* やること
1/ 抽出テキストで、ランツァ文字で書かれた例があると挙げられている経典をすべて書き出してください。
2/ 抽出テキストの「中国の仏教や、その他の東アジ」から「ほど一般的ではない[11]。」までを、両端の語句も含めて一字も変えずに繰り返してください。

中国の仏教や、その他の東アジアの仏教では、真言や陀羅尼を記すためのサンスクリットの文字はランジャナー文字ではなく、唐代の中国で普及した、より早い時代の悉曇文字が使われることが多い[10]。しかし、後に中国でチベット仏教の影響が強まると、それにともなってランジャナー文字も普及した。このため、東アジア各地にランジャナー文字が存在するものの、悉曇ほど一般的ではない[11]。
北朝鮮の開城市にある1346年の梵鐘にはランジャナー文字で仏頂尊勝陀羅尼経が書かれている。これはランジャナー文字が使用された最東端の例である[12]。
ランツァ文字
[編集]ランジャナー文字は、チベットに伝わってランツァ (チベット文字:ལཉྫ་、拡張ワイリー方式: lany+dza) の名で呼ばれた。ランツァはサンスクリットのランジャ (Rañja) に直接由来する[10]。ランツァ文字はネパールの標準的なランジャナー文字と多少異なっている。チベットでは、ランツァ文字はサンスクリットの文章を記すのに用いられた[13]。文殊所説最勝妙義経、金剛般若経、八千頌般若経などをこの文字で書いた例が見られる。ランツァ文字はまた、翻訳名義大集のようなサンスクリットとチベット語の辞典の写本・版本にも用いられる。
しかし、今日においてもっとも頻繁に用いられるのは、チベット語文献の表題であり、サンスクリットによる題をランツァ文字で記し、その後ろにチベット文字による翻字とチベット語訳を記す。そのほか、寺院の壁、マニ車、曼荼羅の描画などにおいて装飾的に用いられる。
モノグラム
[編集]クタークシャル (Kuṭākṣar) と呼ばれる、ランジャナー文字のモノグラムがある。ランジャナー文字は、ネパール系諸文字のうち、モノグラムとして書くことのできる唯一の文字である。

* 記録情報
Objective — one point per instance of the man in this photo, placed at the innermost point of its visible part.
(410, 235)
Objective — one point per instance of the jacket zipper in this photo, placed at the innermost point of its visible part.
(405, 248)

* 答え
1/ 文殊所説最勝妙義経、金剛般若経、八千頌般若経

2/
中国の仏教や、その他の東アジアの仏教では、真言や陀羅尼を記すためのサンスクリットの文字はランジャナー文字ではなく、唐代の中国で普及した、より早い時代の悉曇文字が使われることが多い[10]。しかし、後に中国でチベット仏教の影響が強まると、それにともなってランジャナー文字も普及した。このため、東アジア各地にランジャナー文字が存在するものの、悉曇ほど一般的ではない[11]。